■ Set problem 1 ■
Name the eight members of the cast listed in the article on the Karachi staging of Habib Mamoon below.
■ Set problem 2 ■
Reproduce word for word the part of the article on the Karachi staging of Habib Mamoon between "Adapted into Urdu" and "eight member troupe.", inclusive.

-- START Quoted passage --

DAWN.COM

Today's Paper | December 23, 2024

Published 24 Aug, 2007 12:00am

KARACHI: A shot in the arm for Karachi theatre

KARACHI, Aug 23: Existential angst, unrequited love and forgotten hope are some of the themes running through ‘Habib Mamoon,’ which opens today (Friday) for public viewing at the Karachi Arts Council.

Adapted into Urdu by Zahida Zaidi from Russian playwright Anton Chekhov’s play ‘Uncle Vanya,’ the play has been set in the pre-second world war period and given the subcontinent’s feudal backdrop.

Presented by veteran impresario Zia Mohyeddin, the star studded cast includes Talat Hussain, Rahat Kazmi and Arshad Mahmud, who are also faculty members of the National Academy of Performing Arts (NAPA). Television actors Zaheen Tahira, Nyla Jaffry and Jahanara Hai, NAPA faculty member Anjum Ayaz and NAPA student Aymen Ali complete the eight member troupe.

In a special press preview held on Thursday evening, the melancholic mood of Chekhov’s play lost nothing in translation. Mr Hussain’s performance of the sarcastic and woeful protagonist Habib Mamoon was the highlight of the evening. His exquisite dialogue delivery and gestures almost overshadowed the other acts.

There’s no one theme to the play. As in a painting, different people will find different views in the same picture. The one subject underlining the pain of all characters is the feeling of a life spent unfulfilled and without purpose or direction.

The story revolves around the anguish of Habib Mamoo, who has lived the better part of his life serving his academically successful brother-in-law, Professor Kaleem, played by Mr Mahmud. Kaleem is an old man who keeps himself busy night and day reading and writing books. His pretty and young second wife Durdana, played by a final year student at the academy Aymen, is the object of every man’s affection in the household. The professor’s first wife was Habib’s sister who had died a long time ago. Mr Kazmi as Dr Salman is a humanist and the intellectual who has spent his life looking after the sick and poor in the country town. He too is enchanted by the charms of the professor’s wife but Durdana, compelled by her own orthodox believes on morality, struggles to keep herself away from the doctor, though she admits that she does have a special liking for him. Habib, a single man, is furiously jealous of his brother-in-law’s luck in love and is hopelessly besotted with his wife but Durdana pays no heed to him. The professor’s daughter Saleema, played just like it was meant to be in the original by Nyla Jaffry, is in love with the doctor but is unable to express her feelings for him.

-- END Quoted passage --
-- START Entries supplied --

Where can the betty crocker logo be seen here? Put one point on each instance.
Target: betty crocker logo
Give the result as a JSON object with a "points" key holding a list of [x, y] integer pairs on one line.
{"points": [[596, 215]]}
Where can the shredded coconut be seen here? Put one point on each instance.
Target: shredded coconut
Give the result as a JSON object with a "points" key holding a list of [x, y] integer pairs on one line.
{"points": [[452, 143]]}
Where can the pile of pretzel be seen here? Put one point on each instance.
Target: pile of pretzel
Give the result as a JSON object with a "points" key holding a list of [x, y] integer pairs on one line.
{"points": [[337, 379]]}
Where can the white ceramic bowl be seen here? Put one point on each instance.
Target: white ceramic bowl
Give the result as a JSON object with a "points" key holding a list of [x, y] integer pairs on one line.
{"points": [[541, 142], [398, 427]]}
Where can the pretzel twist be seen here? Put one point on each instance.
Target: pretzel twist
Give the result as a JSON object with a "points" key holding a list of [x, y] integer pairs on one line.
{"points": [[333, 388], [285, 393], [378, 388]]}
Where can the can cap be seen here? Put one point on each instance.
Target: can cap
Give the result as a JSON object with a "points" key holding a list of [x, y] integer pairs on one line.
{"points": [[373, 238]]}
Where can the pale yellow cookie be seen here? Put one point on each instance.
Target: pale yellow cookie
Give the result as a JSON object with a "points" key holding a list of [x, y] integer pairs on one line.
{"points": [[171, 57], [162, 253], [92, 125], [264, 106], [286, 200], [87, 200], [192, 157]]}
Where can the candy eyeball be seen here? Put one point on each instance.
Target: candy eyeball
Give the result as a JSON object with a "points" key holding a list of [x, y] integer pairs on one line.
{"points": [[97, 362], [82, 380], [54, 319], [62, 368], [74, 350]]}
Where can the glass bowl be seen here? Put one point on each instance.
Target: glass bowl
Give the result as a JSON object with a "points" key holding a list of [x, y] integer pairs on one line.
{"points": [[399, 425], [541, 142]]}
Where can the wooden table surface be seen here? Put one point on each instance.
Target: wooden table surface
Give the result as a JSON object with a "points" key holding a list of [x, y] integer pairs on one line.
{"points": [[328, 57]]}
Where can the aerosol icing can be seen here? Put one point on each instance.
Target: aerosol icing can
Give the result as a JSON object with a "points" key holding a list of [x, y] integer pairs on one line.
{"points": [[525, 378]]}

-- END Entries supplied --

■ Final answer 1 ■
Talat Hussain, Rahat Kazmi, Arshad Mahmud, Zaheen Tahira, Nyla Jaffry, Jahanara Hai, Anjum Ayaz, Aymen Ali

■ Final answer 2 ■
Adapted into Urdu by Zahida Zaidi from Russian playwright Anton Chekhov’s play ‘Uncle Vanya,’ the play has been set in the pre-second world war period and given the subcontinent’s feudal backdrop.

Presented by veteran impresario Zia Mohyeddin, the star studded cast includes Talat Hussain, Rahat Kazmi and Arshad Mahmud, who are also faculty members of the National Academy of Performing Arts (NAPA). Television actors Zaheen Tahira, Nyla Jaffry and Jahanara Hai, NAPA faculty member Anjum Ayaz and NAPA student Aymen Ali complete the eight member troupe.